**Stated problem**
Please render the records below as a Markdown table with the columns "Row" and "Line", giving each line its own numbered row and omitting blank lines. Leave the pictures out of the table.

**Material**
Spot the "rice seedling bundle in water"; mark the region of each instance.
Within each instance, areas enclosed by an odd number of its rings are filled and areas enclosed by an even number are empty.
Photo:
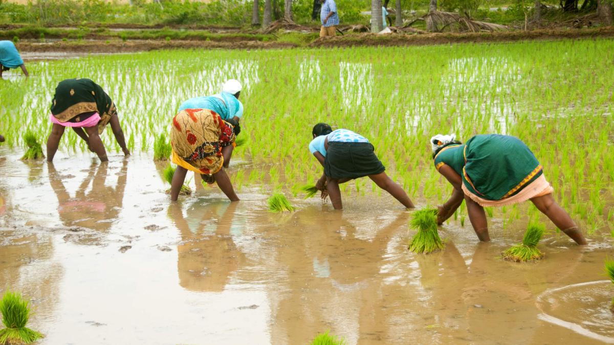
[[[0,344],[31,344],[43,335],[26,327],[30,308],[21,294],[8,290],[0,301],[2,322],[6,328],[0,330]]]
[[[171,150],[166,134],[160,133],[154,141],[154,160],[168,160]]]
[[[311,345],[345,345],[345,339],[328,334],[328,331],[317,335],[311,341]]]
[[[410,242],[409,249],[414,253],[432,253],[443,249],[443,243],[437,233],[437,210],[425,209],[414,212],[410,222],[418,230]]]
[[[28,150],[21,157],[22,160],[36,160],[45,157],[45,155],[42,154],[42,147],[36,140],[36,136],[29,130],[26,132],[26,134],[23,134],[23,142],[28,146]]]
[[[271,212],[294,211],[294,207],[290,204],[290,201],[281,193],[273,194],[266,201],[268,203],[269,211]]]
[[[164,177],[164,180],[168,182],[168,184],[173,184],[173,176],[175,174],[175,168],[169,164],[166,166],[166,168],[164,168],[164,171],[162,172],[162,176]],[[171,190],[168,189],[166,190],[167,193],[170,193]],[[192,194],[192,189],[188,187],[187,185],[184,184],[181,186],[181,189],[179,190],[180,195],[190,195]]]
[[[529,224],[523,238],[523,242],[515,244],[502,253],[503,258],[518,262],[541,260],[543,254],[537,249],[537,244],[545,231],[546,227],[542,224]]]
[[[614,260],[606,260],[605,268],[608,278],[614,284]],[[614,298],[612,298],[612,301],[610,303],[610,310],[614,312]]]
[[[301,191],[305,193],[305,199],[308,199],[317,193],[317,188],[313,185],[305,185],[301,187]]]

**Result of this exercise**
| Row | Line |
|---|---|
| 1 | Spot the "rice seedling bundle in water"; mark the region of each instance. |
| 2 | Within each instance, areas enclosed by an odd number of its rings are filled and areas enclosed by an even number are empty. |
| 3 | Photo: |
| 4 | [[[0,344],[31,344],[43,335],[26,327],[30,308],[21,294],[8,290],[0,301],[2,322],[6,328],[0,330]]] |
| 5 | [[[171,150],[166,134],[160,133],[154,141],[154,160],[168,160]]] |
| 6 | [[[311,345],[345,345],[345,339],[328,334],[328,331],[317,335],[311,341]]] |
| 7 | [[[410,242],[409,249],[414,253],[432,253],[443,249],[443,243],[437,233],[437,210],[425,209],[414,212],[410,222],[418,230]]] |
| 8 | [[[28,150],[21,157],[22,160],[36,160],[45,157],[45,155],[42,154],[42,147],[36,140],[36,136],[29,130],[26,132],[26,134],[23,134],[23,142],[28,146]]] |
| 9 | [[[271,212],[294,211],[294,207],[290,204],[290,201],[281,193],[273,194],[266,201],[268,203],[269,211]]] |
| 10 | [[[164,177],[164,180],[168,182],[168,184],[173,184],[173,176],[175,174],[175,168],[169,164],[166,166],[166,168],[164,168],[164,171],[162,172],[162,176]],[[171,190],[168,189],[166,190],[167,193],[170,193]],[[192,194],[192,189],[188,187],[187,185],[184,184],[181,186],[181,189],[179,190],[180,195],[190,195]]] |
| 11 | [[[529,224],[523,238],[523,242],[515,244],[502,253],[503,258],[518,262],[541,260],[543,254],[537,249],[537,244],[545,231],[546,227],[542,224]]] |
| 12 | [[[614,260],[606,260],[605,268],[608,278],[614,284]],[[614,298],[612,298],[612,301],[610,303],[610,310],[614,312]]] |
| 13 | [[[301,191],[305,193],[305,199],[308,199],[317,193],[317,188],[313,185],[305,185],[301,187]]] |